# [QUOTED TEXT]
--
When he was a child growing up in Old Town, Maine, Dan Cashman was a huge fan of late-night talk shows – especially “Late Night with David Letterman,” which aired on NBC from 1982-1993, and then “Late Show with David Letterman,” on CBS from 1993-2015.

“He was silly and smart, and I think that made me respect him as a young kid,” Cashman, now a 47-year-old father of two, says of the legendary talk-show host. “I grew up wanting to do what he did.”

That enthusiasm never waned for the Bangor-based public relations director — and for the past 15 years, he has been the host of “The Nite Show with Danny Cashman,” a weekly talk show modeled largely after Letterman’s shows, complete with a studio audience, a live seven-piece band, an opening monologue, and celebrity guests (both regional and national ranging from Patrick Dempsey to Ed Asner).

The show, which airs in Maine’s top-three TV markets on Saturday nights, is currently, according to Cashman, the only locally produced late night talk show in the country — but with his familial commitments, day-job demands and a busy not-for-profit, it’s now coming to an end.

He announced last year that the final show would tape in spring 2025. And even though Cashman tells PEOPLE he knew that he “knew it was time,” it was bittersweet.

At the time of the announcement, he said his coup de grace would be for Letterman to be a guest on his talk show in its final year.

So Cashman reached out to a colleague who connected him with Letterman’s team and wrote what he called “the most honest letter I could.” In the message, he expressed his admiration for Letterman and looked for guidance on how to end a show “that I truly love, since he is someone who has gone through the same situation.”
--
# [SUPPLIED DATA]

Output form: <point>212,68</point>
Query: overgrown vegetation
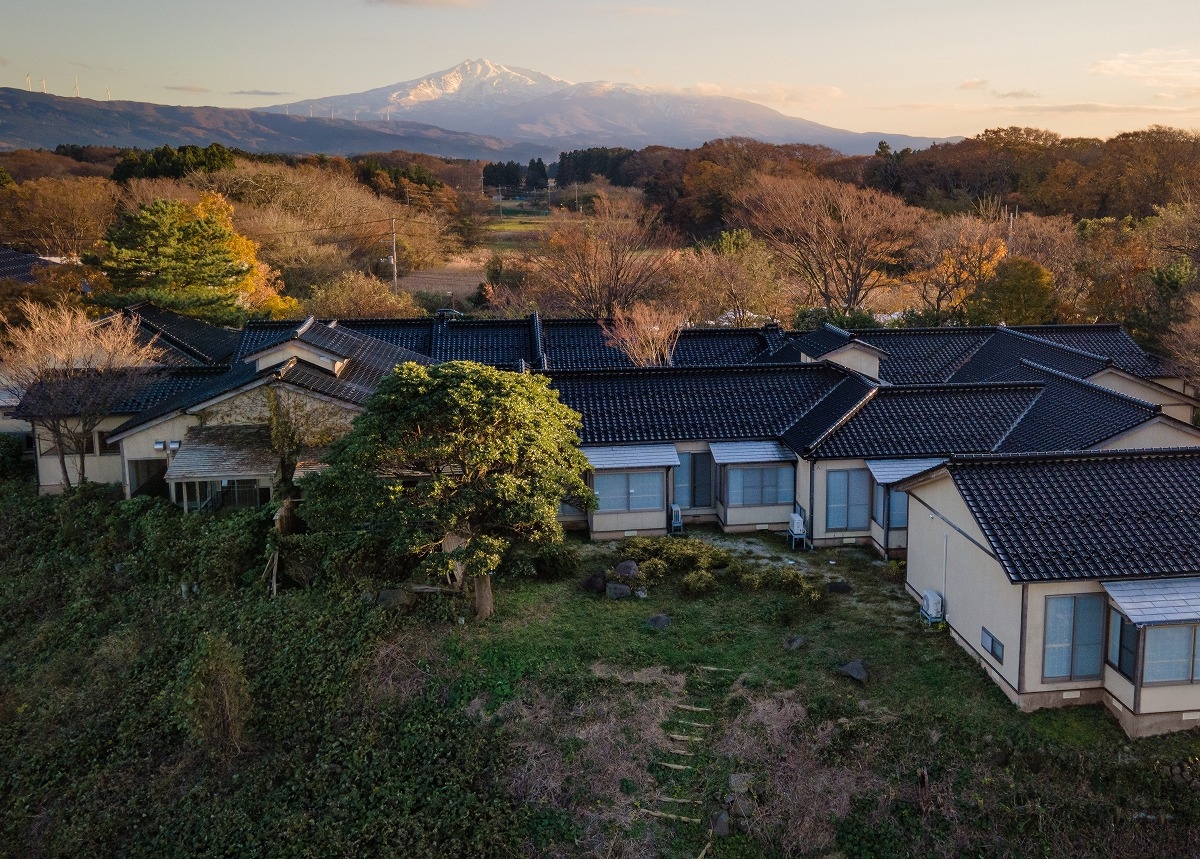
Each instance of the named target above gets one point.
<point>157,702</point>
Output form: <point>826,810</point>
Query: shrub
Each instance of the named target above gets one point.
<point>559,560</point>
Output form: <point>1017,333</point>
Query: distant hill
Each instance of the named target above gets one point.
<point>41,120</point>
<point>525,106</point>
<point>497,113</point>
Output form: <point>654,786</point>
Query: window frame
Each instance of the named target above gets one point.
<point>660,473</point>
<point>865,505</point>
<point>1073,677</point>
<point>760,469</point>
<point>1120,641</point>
--
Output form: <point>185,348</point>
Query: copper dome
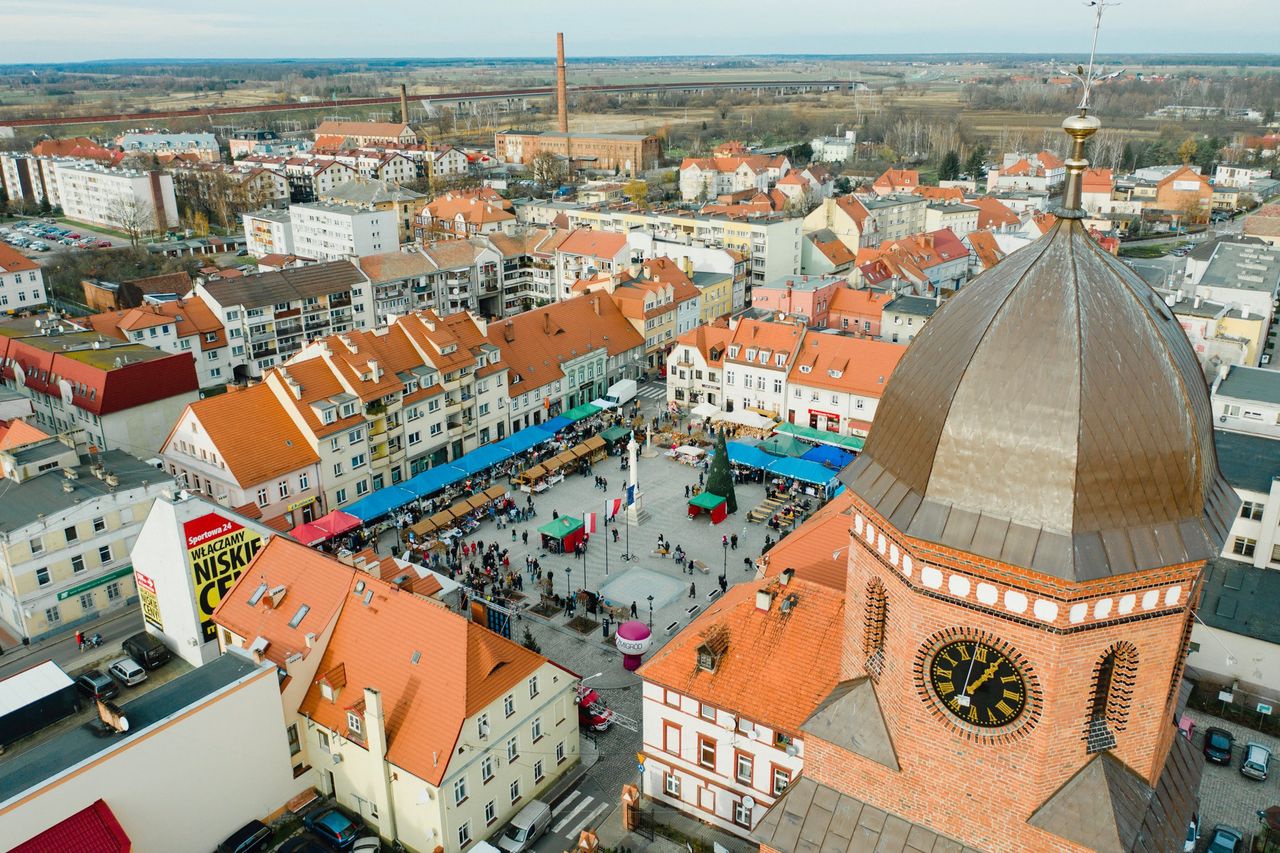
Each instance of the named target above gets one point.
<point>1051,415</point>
--
# [THE REQUEST]
Answer these questions from the article about Dan Cashman's talk show.
(a) In what town did Cashman grow up?
(b) How many pieces does the live band on "The Nite Show with Danny Cashman" have?
(c) When was the final show set to tape?

# [SOLUTION]
(a) Old Town, Maine
(b) Seven
(c) Spring 2025